Data records:
---*---
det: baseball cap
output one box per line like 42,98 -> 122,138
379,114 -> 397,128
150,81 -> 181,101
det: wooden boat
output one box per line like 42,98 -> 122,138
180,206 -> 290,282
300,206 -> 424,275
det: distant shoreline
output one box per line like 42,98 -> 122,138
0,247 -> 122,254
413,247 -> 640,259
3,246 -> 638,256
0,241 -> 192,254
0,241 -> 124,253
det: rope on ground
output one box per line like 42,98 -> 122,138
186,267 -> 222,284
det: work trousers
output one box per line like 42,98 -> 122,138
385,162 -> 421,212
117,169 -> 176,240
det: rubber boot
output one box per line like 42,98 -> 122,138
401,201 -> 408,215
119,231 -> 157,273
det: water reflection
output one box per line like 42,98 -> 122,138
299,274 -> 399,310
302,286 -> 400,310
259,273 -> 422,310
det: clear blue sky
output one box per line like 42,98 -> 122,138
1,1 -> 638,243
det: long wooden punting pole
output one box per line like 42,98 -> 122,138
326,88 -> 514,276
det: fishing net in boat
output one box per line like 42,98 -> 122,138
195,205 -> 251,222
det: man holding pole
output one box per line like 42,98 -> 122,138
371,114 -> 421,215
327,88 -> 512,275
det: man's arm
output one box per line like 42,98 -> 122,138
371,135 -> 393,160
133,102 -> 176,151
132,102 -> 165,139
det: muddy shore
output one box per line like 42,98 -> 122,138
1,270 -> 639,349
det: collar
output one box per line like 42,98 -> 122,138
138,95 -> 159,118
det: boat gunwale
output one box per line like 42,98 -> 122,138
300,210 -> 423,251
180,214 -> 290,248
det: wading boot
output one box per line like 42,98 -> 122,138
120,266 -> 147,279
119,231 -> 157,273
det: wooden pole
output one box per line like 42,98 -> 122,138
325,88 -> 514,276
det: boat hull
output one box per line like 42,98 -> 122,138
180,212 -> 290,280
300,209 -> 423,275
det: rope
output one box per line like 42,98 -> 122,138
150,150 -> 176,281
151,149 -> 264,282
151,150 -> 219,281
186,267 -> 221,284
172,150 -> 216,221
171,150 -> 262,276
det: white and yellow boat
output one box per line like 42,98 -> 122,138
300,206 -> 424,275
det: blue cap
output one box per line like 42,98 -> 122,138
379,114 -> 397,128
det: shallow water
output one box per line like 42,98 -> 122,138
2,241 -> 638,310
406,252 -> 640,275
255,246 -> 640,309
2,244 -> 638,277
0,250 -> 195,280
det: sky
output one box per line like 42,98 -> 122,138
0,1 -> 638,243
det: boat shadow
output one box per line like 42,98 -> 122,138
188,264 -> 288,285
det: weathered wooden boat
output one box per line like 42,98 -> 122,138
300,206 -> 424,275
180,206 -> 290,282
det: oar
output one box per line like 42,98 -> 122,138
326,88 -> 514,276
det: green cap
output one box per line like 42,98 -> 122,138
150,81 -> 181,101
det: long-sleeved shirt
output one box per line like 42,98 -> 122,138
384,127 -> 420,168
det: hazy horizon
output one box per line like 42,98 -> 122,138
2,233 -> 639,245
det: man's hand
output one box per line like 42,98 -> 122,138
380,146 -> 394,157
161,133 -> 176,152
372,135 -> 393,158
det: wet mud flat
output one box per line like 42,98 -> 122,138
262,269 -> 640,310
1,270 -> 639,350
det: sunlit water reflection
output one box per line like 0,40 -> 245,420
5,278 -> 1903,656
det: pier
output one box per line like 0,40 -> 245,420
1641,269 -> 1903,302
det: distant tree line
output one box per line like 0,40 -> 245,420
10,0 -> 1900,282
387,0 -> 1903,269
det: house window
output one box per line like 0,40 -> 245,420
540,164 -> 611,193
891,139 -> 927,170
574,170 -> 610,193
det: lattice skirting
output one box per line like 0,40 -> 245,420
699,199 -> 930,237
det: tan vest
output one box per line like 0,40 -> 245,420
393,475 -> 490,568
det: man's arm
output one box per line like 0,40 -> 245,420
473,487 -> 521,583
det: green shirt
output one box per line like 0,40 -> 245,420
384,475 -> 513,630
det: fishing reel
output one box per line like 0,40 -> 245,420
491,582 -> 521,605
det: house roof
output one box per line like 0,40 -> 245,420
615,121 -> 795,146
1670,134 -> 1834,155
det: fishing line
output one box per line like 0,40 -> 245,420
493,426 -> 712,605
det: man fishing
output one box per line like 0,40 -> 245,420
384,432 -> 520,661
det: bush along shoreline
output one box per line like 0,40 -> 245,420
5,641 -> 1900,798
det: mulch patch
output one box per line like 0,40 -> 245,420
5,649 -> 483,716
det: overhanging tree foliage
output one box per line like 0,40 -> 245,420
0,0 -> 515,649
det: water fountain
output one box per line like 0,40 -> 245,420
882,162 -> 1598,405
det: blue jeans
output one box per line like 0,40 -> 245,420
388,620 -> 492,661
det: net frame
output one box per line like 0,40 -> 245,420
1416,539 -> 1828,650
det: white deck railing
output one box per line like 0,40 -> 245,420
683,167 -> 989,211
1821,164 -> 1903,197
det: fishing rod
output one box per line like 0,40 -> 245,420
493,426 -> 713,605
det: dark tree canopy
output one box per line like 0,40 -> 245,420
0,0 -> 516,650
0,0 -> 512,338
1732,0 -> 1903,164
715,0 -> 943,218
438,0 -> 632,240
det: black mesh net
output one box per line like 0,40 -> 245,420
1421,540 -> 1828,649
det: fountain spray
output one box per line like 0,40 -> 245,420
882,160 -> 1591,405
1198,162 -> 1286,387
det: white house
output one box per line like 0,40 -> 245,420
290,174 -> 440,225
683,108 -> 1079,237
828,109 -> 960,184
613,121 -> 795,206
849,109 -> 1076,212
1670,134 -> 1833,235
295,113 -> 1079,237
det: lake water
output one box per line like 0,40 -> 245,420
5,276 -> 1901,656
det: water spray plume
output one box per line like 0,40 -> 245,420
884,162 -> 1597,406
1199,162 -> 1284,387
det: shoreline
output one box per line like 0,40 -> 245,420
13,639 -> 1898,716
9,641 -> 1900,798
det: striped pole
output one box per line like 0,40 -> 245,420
---*---
INSTRUCTIONS FOR THE TASK:
For this exercise, gather every line of the data that contains the word "fishing".

COMPLETED TASK:
det: fishing net in boat
det: fishing reel
det: fishing line
det: man fishing
det: fishing rod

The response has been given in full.